Rewrite the data below as a numbered list, one item per line, omitting any blank lines.

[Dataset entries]
§ §

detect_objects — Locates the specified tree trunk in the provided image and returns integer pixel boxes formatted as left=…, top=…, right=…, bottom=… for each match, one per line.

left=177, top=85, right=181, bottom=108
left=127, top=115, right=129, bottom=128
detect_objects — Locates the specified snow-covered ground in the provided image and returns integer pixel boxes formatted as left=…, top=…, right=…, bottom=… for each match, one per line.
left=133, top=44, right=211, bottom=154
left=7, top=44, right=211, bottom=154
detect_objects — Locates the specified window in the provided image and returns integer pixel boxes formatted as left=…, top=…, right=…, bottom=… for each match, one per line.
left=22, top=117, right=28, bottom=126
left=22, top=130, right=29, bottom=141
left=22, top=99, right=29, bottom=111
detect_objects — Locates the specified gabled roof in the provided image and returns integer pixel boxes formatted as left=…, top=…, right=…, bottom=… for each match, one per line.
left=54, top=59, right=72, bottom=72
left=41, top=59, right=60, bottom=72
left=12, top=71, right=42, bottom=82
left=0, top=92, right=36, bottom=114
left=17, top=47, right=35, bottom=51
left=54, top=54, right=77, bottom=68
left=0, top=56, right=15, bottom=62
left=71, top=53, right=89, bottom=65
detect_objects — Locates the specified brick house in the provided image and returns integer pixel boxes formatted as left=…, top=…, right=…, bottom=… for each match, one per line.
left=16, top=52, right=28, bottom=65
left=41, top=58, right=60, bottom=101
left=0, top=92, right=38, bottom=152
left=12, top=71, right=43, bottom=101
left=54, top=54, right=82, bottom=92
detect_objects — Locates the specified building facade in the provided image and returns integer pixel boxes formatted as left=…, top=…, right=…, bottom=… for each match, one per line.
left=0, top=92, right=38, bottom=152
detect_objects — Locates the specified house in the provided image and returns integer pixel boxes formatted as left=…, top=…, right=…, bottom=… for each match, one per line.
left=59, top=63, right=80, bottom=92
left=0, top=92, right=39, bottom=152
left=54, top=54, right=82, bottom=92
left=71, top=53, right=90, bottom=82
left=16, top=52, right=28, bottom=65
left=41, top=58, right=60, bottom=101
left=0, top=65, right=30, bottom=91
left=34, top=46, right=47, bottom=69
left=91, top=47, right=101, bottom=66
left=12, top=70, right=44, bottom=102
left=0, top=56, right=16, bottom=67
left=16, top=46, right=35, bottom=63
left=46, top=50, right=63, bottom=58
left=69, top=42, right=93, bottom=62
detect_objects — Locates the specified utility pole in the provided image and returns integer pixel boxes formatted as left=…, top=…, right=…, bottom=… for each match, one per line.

§ §

— Answer for this exercise —
1. detect_objects — Locates the specified tree trunk in the provided image and returns integer pixel boxes formatted as left=…, top=…, right=…, bottom=… for each match, one per line.
2. left=177, top=85, right=181, bottom=108
3. left=127, top=115, right=129, bottom=128
4. detect_objects — Locates the specified snow-covered ground in the provided image and returns integer pixel boxes formatted as left=…, top=…, right=…, bottom=… for each match, one per line.
5. left=133, top=44, right=211, bottom=154
6. left=7, top=44, right=211, bottom=154
7. detect_objects — Locates the specified window in the provided image and returns integer pixel boxes formatted as left=…, top=…, right=…, bottom=… for each match, one per line.
8. left=22, top=117, right=28, bottom=126
9. left=22, top=130, right=29, bottom=141
10. left=22, top=99, right=29, bottom=111
11. detect_objects — Locates the specified gabled roof in the provided image and returns integer pixel boxes formatted as left=…, top=…, right=…, bottom=… for each match, one per line.
12. left=54, top=59, right=72, bottom=72
13. left=41, top=59, right=60, bottom=72
14. left=12, top=71, right=42, bottom=82
15. left=0, top=92, right=36, bottom=114
16. left=17, top=47, right=35, bottom=51
17. left=54, top=54, right=77, bottom=68
18. left=0, top=56, right=15, bottom=62
19. left=71, top=53, right=89, bottom=65
20. detect_objects — Locates the specified brick house in the provided image and returns integer pixel boxes formatted as left=…, top=…, right=…, bottom=… for each match, one per line.
21. left=16, top=52, right=28, bottom=65
22. left=41, top=58, right=60, bottom=101
23. left=0, top=92, right=38, bottom=152
24. left=12, top=71, right=43, bottom=101
25. left=54, top=54, right=82, bottom=92
26. detect_objects — Locates the specified building facade in the provided image and returns integer pixel boxes formatted as left=…, top=…, right=…, bottom=… for each match, one per line.
27. left=0, top=92, right=38, bottom=152
28. detect_objects — Locates the specified house in the provided image and returns integer pixel boxes formatted as left=…, top=…, right=…, bottom=… for each match, one per line.
29. left=59, top=63, right=80, bottom=92
30. left=0, top=92, right=39, bottom=152
31. left=54, top=54, right=82, bottom=92
32. left=71, top=53, right=90, bottom=82
33. left=16, top=52, right=28, bottom=65
34. left=41, top=58, right=60, bottom=101
35. left=0, top=65, right=30, bottom=91
36. left=34, top=46, right=47, bottom=69
37. left=91, top=47, right=101, bottom=66
38. left=12, top=70, right=44, bottom=102
39. left=0, top=56, right=16, bottom=67
40. left=16, top=46, right=35, bottom=63
41. left=46, top=50, right=63, bottom=58
42. left=69, top=42, right=93, bottom=62
43. detect_objects — Locates the specified utility pole in the provided image and returns integer pixel boxes formatted as left=…, top=…, right=…, bottom=… for each match, one per line.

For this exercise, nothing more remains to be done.